[A run of records]
···

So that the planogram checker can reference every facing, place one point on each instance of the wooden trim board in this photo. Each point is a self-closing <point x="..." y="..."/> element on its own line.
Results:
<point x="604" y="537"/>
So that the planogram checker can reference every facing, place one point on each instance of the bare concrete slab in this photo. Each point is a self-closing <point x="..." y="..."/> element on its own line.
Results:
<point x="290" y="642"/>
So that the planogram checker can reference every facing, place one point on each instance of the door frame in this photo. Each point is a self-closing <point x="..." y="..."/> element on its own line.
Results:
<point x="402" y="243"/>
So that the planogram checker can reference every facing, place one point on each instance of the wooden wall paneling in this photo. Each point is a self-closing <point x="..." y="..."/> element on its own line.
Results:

···

▶ Requirements
Retype the material above line for line, changing nothing.

▶ Worked answer
So that the planogram checker can reference every facing, place one point on each instance of the wooden trim board in this photo. Each point is a self-closing <point x="..." y="..."/> element on its own line.
Results:
<point x="604" y="537"/>
So that the planogram checker can reference every facing, place one point on each instance of the bare concrete slab in this photo. Each point is a self-closing <point x="..." y="..."/> element on its own line.
Results:
<point x="290" y="642"/>
So that the planogram checker can reference every facing, place one point on each instance of the door frame in this photo. Each point is a self-closing <point x="..." y="..."/> element on its own line.
Results:
<point x="402" y="243"/>
So that the planogram checker can reference every facing, place one point on each instance of the wooden wall paneling in this photo. Each point is a self-closing <point x="..." y="..."/> element on its own line.
Results:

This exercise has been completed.